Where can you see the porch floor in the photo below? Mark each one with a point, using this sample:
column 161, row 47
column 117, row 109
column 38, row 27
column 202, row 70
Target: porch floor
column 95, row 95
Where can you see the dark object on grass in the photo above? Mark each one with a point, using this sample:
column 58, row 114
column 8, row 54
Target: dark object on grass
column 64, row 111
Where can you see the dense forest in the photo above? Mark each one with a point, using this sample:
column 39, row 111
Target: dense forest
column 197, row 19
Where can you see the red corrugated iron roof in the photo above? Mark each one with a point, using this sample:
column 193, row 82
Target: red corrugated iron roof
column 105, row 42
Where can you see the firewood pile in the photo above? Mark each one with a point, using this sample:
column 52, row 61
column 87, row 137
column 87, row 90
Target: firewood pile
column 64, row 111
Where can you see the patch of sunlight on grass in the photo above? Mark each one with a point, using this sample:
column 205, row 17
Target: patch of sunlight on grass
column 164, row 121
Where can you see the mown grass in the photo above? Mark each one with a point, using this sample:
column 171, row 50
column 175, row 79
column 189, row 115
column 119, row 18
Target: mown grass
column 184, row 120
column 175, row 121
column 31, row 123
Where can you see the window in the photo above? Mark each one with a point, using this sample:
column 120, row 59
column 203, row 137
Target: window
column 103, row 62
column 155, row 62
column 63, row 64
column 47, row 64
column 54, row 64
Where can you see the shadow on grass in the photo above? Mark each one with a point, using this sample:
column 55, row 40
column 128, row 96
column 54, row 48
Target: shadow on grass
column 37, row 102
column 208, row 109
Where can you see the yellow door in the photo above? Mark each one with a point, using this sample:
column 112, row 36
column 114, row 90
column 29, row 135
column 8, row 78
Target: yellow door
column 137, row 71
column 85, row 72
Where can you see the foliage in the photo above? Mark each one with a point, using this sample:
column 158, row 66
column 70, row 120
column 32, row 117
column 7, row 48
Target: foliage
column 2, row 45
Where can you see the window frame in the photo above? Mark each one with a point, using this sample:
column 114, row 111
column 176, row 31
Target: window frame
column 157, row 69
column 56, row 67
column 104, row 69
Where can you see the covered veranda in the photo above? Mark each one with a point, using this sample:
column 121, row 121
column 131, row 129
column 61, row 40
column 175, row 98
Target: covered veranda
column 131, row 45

* **Exercise prompt**
All of the material above should be printed again exactly as it is.

* **Your response**
Where can you see the porch floor in the photo below? Mark each one with a point, using this sample:
column 161, row 47
column 117, row 109
column 38, row 27
column 202, row 70
Target: porch floor
column 95, row 95
Where can you see the dark object on grass in the photo above? Mark each one with a point, using this sample:
column 58, row 114
column 8, row 54
Target: dark object on grass
column 64, row 111
Where can you see the dense forest in the photo above? Mark each one with a point, using this sample:
column 39, row 111
Target: dense forest
column 197, row 19
Where can you see the red corrugated iron roof in the photo above? Mark each one with a point, using this sample:
column 193, row 82
Target: red corrugated iron roof
column 105, row 42
Where can you see the firewood pile in the photo above? Mark each one with a point, using this sample:
column 52, row 61
column 87, row 137
column 87, row 90
Target: firewood pile
column 64, row 111
Where can you see the patch of sunlight on grass in the photo above? Mark each one with a point, using this sample:
column 205, row 17
Target: patch of sunlight on grass
column 164, row 121
Where can you see the mown grass in the photo above? Mark each one with a point, using this sample:
column 171, row 50
column 175, row 79
column 189, row 115
column 119, row 18
Target: mown grass
column 184, row 120
column 175, row 121
column 31, row 123
Where can you see the window in the photo above? Mark each one with a point, using this sample:
column 120, row 59
column 203, row 137
Target: window
column 103, row 62
column 155, row 62
column 63, row 64
column 47, row 64
column 54, row 64
Where can you see the shadow on grass in the photo above? Mark each one with a point, using this sample:
column 55, row 40
column 128, row 96
column 54, row 48
Target: shadow on grass
column 37, row 102
column 208, row 109
Where can you see the yellow door in the photo above? Mark each one with a point, using this sample:
column 112, row 36
column 114, row 90
column 29, row 135
column 8, row 78
Target: yellow door
column 137, row 71
column 85, row 72
Where can you see the foliage in the photo above? Mark each one with a point, using this sample:
column 158, row 66
column 70, row 120
column 32, row 117
column 7, row 48
Target: foliage
column 2, row 45
Where can you see the window frame in the photo above? Mark each one with a point, using this sample:
column 114, row 111
column 176, row 31
Target: window frame
column 157, row 69
column 56, row 67
column 104, row 69
Where can you see the covered veranda in the photo above? Mark each one with a point, using this sample:
column 121, row 121
column 131, row 129
column 61, row 40
column 175, row 98
Target: covered veranda
column 131, row 45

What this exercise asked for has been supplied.